▶ Your goal:
In the data pipeline article, what does the stretch from "Now we want" through "the data lake." read like when you swap every "Firebase" for "Amplitude"? Write that passage out.

▶ Text:
Supercharge Your Data Engineering Skills with This Machine Learning Pipeline
Data modeling, Python, DAGs, Big Data file formats, costs… It covers everything
This is a real-life scenario when I was tasked to create a highly scalable machine learning pipeline with raw event data sent from the mobile application.
The story offers a set of advanced techniques that might be useful for interview preparation.
Learn how to work with raw data, transform it, enrich it to prepare for machine learning, export it to the data lake and archive raw when it is no longer needed.
Everything featured in this story assumes you have a Google Cloud Platform (GCP) account and you are familiar with basic Python and data warehousing concepts.
If not, don’t worry. I’ll try to explain it in detail.
Data Pipeline
Data pipelines are not always straightforward, and I wrote about it before.
This is how it works in real life.
Let’s imagine we have a huge amount of raw event data (Big Data) coming from our mobile application. The application itself has built on IOS and Android, and we connect it to Google Firebase (Google Analytics 4) to gather user engagement data.
Now we want to use that dataset to activate user behavior or predictions, i.e., user churn, personas, notifications, etc. At some point, I had to unload about 150Tb of data to a cloud storage archive to optimize BigQuery storage costs. We also would like to transform raw event data and create a dataset for the Machine learning (ML) pipeline.

Data will flow as described below:
- Mobile app sends event data to Firebase
- Firebase outputs data into the BigQuery dataset
- We QA and transform the data with SQL to create a new dataset for ML
- We export the ML dataset to the Cloud Storage bucket (standard class)
- We archive raw event data in Cloud Storage (archive type)
Sometimes data pipelines are a bit unconventional, like in this case. A typical data pipeline would start in the data lake.
Data lakes are cheaper to run compared to data warehouse solutions
However, this particular pipeline starts with Firebase event export to BigQuery. It’s a natural data integration that exists in the GCP ecosystem. No coding knowledge is required, and we can connect it with no problem at all.
Why export data to archive or cloud storage?
Until a certain point, we never thought about data exports from the data warehouse per se. Storage there is already optimized, and after 90 days, all tables and partitions go to the near-line storage class, which is 50% cheaper than standard (or active storage in BigQuery terms).

▶ Data provided:
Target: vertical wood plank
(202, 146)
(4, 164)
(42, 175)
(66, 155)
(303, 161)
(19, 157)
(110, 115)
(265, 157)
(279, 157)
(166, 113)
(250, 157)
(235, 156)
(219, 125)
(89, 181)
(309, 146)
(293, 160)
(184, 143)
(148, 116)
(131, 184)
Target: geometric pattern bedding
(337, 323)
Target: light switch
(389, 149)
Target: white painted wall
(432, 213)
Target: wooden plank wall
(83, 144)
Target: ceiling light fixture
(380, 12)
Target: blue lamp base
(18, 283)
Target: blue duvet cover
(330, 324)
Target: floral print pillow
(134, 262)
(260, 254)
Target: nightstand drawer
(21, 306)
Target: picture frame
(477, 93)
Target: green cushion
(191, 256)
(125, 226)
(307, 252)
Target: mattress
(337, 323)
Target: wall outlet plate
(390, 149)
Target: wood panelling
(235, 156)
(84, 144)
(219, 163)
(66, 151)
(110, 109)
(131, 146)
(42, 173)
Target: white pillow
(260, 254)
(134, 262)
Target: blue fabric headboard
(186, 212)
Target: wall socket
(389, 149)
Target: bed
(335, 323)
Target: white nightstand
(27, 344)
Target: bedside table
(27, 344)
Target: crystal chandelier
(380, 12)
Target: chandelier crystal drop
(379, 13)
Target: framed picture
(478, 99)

▶ Final result:
Now we want to use that dataset to activate user behavior or predictions, i.e., user churn, personas, notifications, etc. At some point, I had to unload about 150Tb of data to a cloud storage archive to optimize BigQuery storage costs. We also would like to transform raw event data and create a dataset for the Machine learning (ML) pipeline.

Data will flow as described below:
- Mobile app sends event data to Amplitude
- Amplitude outputs data into the BigQuery dataset
- We QA and transform the data with SQL to create a new dataset for ML
- We export the ML dataset to the Cloud Storage bucket (standard class)
- We archive raw event data in Cloud Storage (archive type)
Sometimes data pipelines are a bit unconventional, like in this case. A typical data pipeline would start in the data lake.